_TEXT TO READ:_
>>>>>

Gnus development mailing list
 help / color / mirror / Atom feed
* google search -> 403 forbidden
@ 2002-08-21  9:39 Bill White
  2002-08-21 11:28 ` Kai Großjohann
  2002-08-23  3:55 ` Jesper Harder
  0 siblings, 2 replies; 7+ messages in thread
From: Bill White @ 2002-08-21  9:39 UTC (permalink / raw)


When doing a google search in the Group buffer via 'G w', I get an
error saying that the search produced no results.  After some
edebug-defun work, I found that 'G w' was building a url that google
doesn't like.

My search string was "mark shea" (with the quotes), and here's the
resulting message buffer:

,----
| Edebug: nnweb-google-search
| Opening nnweb server on ruoofbwmukd.fsf-ephemeral...done
|  [7 times]
| Result: "http://groups.google.com/groups"

<<<<<

_DATA PROVIDED:_

>>>>>

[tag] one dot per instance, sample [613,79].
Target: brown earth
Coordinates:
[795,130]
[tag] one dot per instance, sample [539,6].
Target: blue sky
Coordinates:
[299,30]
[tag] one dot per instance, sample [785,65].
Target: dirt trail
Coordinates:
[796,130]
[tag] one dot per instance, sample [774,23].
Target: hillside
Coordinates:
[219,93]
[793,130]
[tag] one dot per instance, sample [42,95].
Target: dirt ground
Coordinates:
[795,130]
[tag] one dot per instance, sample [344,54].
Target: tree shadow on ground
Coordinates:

<<<<<

_ACTIONS TO TAKE:_
a – Answer these questions about the Gnus mailing list thread:
(i) What key sequence did Bill White use in the Group buffer to run the Google search?
(ii) What search string did he enter?
(iii) How many messages does the thread header say the thread contains?
b – Can you continue the Gnus mailing list thread from the point where it stops?

_ANSWERS TO THE EXERCISES:_
a –
(i) 'G w'
(ii) "mark shea" (with the quotes)
(iii) 7+ messages

b –
|  [6 times]
| Result: (("q" . "\"mark shea\"") ("num" . "100") ("hq" . "") ("hl" . "") ("lr" . "") ("safe" . "off") ("sites" . "groups"))
|  [2 times]
| Result: "q=%22mark+shea%22&num=100&hq=&hl=&lr=&safe=off&sites=groups"
|  [2 times]
| Result: "http://groups.google.com/groups?q=%22mark+shea%22&num=100&hq=&hl=&lr=&safe=off&sites=groups"
|  [2 times]
| Result: 1 = C-a
| 
| No matching articles
| Entering debugger...
|  [2 times]
| Back to top level.
`----

In my web browser (opera 6.02 for linux) I followed the url generated
by nnweb-google-search and found google's "403 Forbidden" page.  I
then tried some simple-minded futzing with nnweb-google-search to no
avail.  Can someone else make this work?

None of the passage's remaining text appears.